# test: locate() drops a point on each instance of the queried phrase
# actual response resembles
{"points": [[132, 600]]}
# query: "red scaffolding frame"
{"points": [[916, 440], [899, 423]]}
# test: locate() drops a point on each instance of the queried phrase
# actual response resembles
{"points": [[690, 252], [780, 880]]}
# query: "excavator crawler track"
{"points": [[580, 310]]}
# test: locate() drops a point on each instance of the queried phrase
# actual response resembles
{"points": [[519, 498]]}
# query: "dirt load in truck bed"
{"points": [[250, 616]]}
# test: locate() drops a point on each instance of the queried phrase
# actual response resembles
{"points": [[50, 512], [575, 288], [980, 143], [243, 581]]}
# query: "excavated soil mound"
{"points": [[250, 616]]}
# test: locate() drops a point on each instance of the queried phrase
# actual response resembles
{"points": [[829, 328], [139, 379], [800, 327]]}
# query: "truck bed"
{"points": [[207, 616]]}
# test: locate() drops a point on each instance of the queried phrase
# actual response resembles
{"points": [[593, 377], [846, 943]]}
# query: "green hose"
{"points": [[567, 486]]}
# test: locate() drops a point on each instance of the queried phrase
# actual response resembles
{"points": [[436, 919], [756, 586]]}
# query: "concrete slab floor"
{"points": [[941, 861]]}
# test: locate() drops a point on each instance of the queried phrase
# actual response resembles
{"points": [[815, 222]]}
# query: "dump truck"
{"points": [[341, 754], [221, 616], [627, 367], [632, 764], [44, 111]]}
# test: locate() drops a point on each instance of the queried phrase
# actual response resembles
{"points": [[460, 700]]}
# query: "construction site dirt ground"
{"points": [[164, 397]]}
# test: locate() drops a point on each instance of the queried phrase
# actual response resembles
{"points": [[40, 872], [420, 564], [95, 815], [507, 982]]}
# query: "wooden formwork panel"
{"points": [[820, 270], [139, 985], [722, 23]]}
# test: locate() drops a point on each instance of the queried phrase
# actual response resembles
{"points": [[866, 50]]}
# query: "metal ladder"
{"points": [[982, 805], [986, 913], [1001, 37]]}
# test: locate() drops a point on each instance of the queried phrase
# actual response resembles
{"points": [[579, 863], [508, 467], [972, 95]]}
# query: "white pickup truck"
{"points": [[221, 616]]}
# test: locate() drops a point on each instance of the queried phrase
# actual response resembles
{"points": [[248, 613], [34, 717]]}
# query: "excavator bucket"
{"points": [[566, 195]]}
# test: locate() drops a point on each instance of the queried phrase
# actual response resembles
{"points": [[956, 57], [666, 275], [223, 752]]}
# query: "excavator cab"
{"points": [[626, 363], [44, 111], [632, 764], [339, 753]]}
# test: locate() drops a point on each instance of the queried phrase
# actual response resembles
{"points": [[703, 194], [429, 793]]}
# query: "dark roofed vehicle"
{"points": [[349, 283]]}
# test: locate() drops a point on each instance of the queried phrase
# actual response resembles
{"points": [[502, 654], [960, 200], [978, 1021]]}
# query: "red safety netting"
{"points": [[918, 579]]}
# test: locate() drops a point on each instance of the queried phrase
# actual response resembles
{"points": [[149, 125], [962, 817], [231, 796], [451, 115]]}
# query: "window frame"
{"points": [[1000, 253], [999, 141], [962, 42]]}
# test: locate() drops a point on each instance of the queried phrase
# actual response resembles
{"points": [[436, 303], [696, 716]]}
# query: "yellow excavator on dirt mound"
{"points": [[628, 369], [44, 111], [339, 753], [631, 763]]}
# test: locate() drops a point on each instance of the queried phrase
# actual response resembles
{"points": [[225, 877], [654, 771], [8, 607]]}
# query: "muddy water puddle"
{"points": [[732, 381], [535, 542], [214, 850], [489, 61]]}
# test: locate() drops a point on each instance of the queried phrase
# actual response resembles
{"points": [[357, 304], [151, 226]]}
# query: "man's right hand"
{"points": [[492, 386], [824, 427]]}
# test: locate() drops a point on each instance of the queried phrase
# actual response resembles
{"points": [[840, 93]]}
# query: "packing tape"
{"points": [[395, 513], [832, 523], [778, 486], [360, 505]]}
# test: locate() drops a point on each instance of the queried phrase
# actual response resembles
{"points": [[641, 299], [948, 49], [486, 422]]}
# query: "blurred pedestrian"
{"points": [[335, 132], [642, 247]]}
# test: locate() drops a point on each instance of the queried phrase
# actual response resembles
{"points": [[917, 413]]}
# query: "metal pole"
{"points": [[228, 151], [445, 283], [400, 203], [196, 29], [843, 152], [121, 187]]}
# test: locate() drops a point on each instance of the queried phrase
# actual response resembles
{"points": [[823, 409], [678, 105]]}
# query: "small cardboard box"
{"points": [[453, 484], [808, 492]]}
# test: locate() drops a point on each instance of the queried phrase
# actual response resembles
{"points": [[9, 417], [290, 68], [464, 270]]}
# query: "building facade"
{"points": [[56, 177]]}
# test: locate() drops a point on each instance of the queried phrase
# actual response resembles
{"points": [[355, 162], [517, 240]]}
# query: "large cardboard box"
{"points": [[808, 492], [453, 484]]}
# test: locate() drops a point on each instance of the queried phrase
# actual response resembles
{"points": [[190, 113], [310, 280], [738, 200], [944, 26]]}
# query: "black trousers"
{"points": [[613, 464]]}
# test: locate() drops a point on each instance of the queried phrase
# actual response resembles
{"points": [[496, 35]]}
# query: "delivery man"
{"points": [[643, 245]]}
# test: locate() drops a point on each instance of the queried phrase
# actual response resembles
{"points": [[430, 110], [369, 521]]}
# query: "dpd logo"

◆ ◆ ◆ ◆ ◆ ◆ ◆

WRITTEN EXERCISE:
Pick out every line in the items above that contains the word "truck", and copy each of those lines.

TASK ANSWER:
# query: "dirt load in truck bed"
# query: "truck bed"
# query: "dump truck"
# query: "white pickup truck"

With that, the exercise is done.